== AVAILABLE RECORDS ==
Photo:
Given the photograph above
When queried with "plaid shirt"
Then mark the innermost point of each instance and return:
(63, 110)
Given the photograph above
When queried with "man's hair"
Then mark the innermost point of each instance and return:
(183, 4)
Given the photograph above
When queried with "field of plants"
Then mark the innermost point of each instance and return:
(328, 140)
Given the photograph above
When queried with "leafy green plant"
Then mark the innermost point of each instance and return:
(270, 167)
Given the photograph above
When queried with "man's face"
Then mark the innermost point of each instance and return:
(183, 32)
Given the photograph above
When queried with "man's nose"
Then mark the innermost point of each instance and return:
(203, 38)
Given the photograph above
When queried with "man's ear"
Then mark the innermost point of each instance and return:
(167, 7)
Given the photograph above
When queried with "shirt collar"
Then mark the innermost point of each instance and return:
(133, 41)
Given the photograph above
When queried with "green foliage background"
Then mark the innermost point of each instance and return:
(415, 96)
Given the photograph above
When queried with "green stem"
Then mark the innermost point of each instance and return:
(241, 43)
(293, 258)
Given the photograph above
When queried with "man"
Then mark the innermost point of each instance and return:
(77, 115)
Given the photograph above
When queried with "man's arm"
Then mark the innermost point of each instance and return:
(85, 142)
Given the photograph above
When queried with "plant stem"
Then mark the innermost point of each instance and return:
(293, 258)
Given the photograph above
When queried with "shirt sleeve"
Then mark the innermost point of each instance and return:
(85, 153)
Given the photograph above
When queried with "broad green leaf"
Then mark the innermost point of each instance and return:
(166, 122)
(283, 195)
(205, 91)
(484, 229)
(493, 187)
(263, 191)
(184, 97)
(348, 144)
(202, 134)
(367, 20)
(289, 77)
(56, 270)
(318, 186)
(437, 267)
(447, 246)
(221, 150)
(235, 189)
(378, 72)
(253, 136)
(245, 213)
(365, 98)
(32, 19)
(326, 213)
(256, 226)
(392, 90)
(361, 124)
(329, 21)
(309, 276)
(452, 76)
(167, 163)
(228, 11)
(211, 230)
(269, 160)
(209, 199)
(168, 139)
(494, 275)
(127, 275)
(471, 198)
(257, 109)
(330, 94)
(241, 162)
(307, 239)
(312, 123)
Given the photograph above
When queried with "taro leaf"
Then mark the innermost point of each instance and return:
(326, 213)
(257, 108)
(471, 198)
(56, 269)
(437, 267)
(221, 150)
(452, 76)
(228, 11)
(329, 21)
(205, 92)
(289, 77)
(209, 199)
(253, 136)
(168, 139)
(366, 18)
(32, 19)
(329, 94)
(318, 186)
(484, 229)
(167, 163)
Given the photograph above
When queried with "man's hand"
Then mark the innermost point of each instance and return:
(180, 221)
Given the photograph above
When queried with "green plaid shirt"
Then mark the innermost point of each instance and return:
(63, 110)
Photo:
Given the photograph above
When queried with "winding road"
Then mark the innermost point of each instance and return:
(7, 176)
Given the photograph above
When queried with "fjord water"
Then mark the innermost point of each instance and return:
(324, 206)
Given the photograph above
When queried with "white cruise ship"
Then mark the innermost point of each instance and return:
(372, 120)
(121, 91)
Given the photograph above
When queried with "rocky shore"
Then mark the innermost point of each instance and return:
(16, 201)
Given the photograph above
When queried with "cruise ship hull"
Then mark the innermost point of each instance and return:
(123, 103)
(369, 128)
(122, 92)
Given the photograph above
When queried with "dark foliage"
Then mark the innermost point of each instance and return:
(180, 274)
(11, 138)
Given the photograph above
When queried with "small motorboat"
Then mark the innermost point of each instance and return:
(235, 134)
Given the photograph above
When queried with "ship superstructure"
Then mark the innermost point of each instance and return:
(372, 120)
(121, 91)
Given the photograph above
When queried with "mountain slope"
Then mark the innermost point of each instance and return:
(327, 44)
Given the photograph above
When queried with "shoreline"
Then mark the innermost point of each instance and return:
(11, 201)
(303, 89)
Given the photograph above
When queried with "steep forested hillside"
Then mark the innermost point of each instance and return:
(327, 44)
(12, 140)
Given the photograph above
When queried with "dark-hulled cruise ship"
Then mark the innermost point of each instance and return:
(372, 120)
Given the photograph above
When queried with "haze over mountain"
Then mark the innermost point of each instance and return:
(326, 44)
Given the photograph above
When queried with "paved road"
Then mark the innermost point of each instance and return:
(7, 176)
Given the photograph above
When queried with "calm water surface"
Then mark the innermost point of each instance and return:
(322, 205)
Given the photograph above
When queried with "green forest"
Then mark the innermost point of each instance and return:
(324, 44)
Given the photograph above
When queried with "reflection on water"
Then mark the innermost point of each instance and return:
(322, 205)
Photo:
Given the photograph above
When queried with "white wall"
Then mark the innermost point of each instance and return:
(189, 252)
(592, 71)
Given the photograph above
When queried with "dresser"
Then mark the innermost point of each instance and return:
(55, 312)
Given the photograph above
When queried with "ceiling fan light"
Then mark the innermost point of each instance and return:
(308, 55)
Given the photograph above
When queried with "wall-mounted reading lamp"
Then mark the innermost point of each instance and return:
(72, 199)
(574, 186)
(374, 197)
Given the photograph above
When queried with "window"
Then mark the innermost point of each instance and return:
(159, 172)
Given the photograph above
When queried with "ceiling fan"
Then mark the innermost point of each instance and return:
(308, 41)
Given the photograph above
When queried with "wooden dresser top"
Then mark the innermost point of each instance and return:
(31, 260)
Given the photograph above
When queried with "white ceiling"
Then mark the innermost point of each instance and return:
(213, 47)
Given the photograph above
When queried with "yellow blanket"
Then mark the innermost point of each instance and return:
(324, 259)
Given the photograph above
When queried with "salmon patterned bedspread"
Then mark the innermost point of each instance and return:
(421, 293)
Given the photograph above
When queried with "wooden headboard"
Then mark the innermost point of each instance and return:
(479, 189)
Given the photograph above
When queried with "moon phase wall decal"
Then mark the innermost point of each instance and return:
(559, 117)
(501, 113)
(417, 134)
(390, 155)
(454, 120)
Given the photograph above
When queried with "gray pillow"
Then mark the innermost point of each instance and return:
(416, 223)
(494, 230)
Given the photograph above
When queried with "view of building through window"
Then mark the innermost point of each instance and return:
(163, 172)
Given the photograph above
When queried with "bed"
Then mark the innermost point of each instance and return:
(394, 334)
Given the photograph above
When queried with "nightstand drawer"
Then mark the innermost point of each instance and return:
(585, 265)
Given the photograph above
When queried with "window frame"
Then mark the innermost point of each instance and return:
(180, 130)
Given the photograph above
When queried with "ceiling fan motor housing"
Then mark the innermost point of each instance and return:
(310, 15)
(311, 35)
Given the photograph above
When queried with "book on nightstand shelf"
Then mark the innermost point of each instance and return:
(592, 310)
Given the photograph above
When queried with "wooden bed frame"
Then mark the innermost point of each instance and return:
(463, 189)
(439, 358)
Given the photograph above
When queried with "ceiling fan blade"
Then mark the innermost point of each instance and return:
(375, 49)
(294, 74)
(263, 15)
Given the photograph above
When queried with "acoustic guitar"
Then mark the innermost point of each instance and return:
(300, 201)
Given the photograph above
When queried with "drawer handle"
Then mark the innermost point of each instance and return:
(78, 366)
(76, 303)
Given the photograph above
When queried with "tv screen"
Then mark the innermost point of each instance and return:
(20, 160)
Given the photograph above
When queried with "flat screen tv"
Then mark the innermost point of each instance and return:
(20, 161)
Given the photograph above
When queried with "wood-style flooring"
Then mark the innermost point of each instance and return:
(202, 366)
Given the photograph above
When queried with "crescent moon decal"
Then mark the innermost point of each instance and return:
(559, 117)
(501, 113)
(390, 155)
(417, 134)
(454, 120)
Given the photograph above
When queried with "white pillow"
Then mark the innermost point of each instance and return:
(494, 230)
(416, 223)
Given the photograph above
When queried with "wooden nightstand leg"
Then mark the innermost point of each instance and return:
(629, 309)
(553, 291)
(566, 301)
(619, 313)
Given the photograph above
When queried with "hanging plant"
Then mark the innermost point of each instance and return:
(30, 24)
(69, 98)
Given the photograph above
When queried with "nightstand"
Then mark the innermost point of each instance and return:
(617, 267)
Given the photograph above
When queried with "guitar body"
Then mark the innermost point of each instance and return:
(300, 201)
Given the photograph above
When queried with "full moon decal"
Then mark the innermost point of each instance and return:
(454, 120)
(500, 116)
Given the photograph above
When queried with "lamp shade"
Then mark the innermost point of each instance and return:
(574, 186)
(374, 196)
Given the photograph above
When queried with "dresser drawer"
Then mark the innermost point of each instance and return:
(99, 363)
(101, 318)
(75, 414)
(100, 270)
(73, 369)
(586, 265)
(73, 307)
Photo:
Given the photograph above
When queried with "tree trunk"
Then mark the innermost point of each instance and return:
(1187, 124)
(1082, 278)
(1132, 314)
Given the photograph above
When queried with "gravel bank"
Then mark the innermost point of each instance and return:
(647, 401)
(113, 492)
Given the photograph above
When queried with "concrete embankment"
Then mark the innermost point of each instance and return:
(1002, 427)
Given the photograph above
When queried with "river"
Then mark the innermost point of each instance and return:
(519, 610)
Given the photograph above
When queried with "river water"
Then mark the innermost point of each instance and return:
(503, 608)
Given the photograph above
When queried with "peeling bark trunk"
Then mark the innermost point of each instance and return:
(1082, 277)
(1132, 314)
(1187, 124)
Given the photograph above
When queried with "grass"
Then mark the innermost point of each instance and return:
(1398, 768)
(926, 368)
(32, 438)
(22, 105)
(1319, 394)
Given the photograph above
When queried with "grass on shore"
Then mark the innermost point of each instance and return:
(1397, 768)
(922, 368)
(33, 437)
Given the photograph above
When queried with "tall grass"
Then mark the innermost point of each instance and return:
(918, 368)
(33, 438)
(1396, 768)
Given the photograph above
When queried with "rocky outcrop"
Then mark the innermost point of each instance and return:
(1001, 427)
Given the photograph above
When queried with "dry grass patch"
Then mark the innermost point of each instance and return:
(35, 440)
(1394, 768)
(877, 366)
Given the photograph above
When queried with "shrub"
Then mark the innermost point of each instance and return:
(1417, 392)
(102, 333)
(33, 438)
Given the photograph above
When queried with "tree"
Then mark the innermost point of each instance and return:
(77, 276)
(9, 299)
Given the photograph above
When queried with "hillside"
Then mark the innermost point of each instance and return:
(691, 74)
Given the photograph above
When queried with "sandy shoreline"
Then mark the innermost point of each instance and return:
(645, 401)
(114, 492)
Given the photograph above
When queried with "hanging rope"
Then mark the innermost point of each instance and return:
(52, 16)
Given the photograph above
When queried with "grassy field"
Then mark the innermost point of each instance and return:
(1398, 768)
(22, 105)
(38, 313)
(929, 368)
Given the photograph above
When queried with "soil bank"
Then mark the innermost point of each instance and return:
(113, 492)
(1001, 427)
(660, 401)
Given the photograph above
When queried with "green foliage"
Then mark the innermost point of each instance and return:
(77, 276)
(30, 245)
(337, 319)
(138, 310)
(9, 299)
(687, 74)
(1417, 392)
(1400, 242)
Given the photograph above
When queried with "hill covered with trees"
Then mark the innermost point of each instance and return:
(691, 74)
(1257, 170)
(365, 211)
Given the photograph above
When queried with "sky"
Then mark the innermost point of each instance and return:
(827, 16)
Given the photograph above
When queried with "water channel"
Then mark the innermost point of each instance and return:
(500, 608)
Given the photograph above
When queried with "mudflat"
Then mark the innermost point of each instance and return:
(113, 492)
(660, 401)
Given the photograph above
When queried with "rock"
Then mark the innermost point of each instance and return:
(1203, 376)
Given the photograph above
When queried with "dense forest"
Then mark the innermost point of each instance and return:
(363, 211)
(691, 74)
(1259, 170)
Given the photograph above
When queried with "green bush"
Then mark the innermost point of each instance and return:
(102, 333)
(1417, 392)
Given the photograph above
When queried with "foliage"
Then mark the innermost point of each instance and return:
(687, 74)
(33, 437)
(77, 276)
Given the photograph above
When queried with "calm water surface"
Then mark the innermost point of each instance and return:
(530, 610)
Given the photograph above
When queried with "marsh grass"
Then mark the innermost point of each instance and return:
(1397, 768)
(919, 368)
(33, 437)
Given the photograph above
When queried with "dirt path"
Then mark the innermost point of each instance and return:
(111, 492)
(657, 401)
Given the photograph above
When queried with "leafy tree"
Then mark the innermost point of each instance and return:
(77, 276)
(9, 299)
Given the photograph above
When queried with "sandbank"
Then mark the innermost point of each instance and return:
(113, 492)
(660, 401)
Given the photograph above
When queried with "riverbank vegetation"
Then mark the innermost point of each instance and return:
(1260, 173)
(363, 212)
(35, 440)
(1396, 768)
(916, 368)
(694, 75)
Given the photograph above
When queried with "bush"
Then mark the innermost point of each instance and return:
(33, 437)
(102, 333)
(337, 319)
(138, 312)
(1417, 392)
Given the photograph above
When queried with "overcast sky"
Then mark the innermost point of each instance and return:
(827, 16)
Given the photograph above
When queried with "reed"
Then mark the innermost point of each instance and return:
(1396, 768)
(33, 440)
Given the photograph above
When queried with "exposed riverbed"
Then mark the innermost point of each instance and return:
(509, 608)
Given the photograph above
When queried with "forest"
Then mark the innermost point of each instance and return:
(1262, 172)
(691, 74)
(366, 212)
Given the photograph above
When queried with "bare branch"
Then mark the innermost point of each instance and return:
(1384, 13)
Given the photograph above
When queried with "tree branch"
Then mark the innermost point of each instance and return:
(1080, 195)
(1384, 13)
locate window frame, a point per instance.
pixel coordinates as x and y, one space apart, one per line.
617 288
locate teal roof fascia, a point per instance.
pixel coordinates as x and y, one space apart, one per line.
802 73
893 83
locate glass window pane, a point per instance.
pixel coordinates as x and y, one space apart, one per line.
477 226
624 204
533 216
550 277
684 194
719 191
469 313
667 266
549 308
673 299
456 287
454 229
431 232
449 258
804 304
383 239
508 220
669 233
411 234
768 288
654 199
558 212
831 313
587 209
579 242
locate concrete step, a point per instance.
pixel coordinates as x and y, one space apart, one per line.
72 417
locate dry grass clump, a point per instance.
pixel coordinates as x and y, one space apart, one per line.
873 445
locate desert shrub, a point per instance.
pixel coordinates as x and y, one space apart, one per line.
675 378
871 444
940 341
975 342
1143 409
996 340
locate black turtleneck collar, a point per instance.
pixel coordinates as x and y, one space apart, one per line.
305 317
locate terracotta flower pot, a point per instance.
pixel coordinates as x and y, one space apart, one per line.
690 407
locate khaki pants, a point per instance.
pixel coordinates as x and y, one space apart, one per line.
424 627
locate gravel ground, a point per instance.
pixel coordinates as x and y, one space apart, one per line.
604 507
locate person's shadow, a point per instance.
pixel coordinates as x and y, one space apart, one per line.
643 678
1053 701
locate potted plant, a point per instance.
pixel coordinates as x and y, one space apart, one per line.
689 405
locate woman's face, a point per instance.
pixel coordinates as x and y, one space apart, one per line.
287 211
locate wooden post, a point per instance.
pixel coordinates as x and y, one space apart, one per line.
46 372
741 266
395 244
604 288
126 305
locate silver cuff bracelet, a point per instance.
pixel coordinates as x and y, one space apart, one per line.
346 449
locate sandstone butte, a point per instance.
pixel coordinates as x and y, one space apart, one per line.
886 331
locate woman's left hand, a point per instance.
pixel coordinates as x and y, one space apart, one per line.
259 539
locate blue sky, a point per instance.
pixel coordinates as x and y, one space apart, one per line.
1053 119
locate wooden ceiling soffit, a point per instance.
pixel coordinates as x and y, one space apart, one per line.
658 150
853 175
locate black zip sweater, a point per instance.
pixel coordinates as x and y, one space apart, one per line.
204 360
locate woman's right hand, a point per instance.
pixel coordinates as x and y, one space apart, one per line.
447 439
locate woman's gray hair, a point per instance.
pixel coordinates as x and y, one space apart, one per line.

== EXERCISE DESCRIPTION ==
Write the lines out verbatim, from the one with "locate black turtleneck" through the last line of the entries, and stop there.

== RESULT OF THIS EXERCISE ==
locate black turtleneck collar, a point per instance.
pixel coordinates as x and y, one space apart, one per line.
305 317
locate terracotta flower pot, a point per instance.
pixel coordinates as x and y, one space apart, one per line.
690 407
locate khaki pants, a point per instance.
pixel coordinates as x and y, one space apart, one per line.
424 627
locate gravel ground, a point per instance.
pixel coordinates as x and y, one space apart, one per line.
604 507
locate person's shadow, a point per instance.
pixel coordinates as x and y, one space apart, one per line.
643 678
1053 701
locate potted plant, a point per instance.
pixel coordinates as x and y, one space apart, one per line.
689 405
locate woman's face, a point per instance.
pixel coordinates as x and y, one space apart, one per line.
287 211
locate wooden post, a point per instance.
pixel coordinates as x and y, one space apart, one per line.
46 372
741 266
395 244
604 288
126 305
locate silver cuff bracelet, a point per instance.
pixel coordinates as x and y, one space apart, one per line.
346 449
locate sandstone butte, a point per instance.
pixel coordinates as x and y, one space apart, one per line.
886 331
locate woman's left hand, a point per instance.
pixel coordinates as x and y, one space apart, one per line.
259 539
locate blue sky, a point per instance.
pixel coordinates as x and y, one space apart, one per line.
1053 119
locate wooden ceiling soffit, a point per instance.
pixel coordinates as x and y, one space apart, one per line.
658 150
853 175
locate black zip sweater, a point per instance.
pixel coordinates as x and y, one space apart, one per line.
204 360
locate woman's right hand, a point per instance.
pixel coordinates as x and y, one space apart, one per line.
447 439
locate woman's gray hair, a point per instance.
pixel coordinates as x and y, one space apart, one per line.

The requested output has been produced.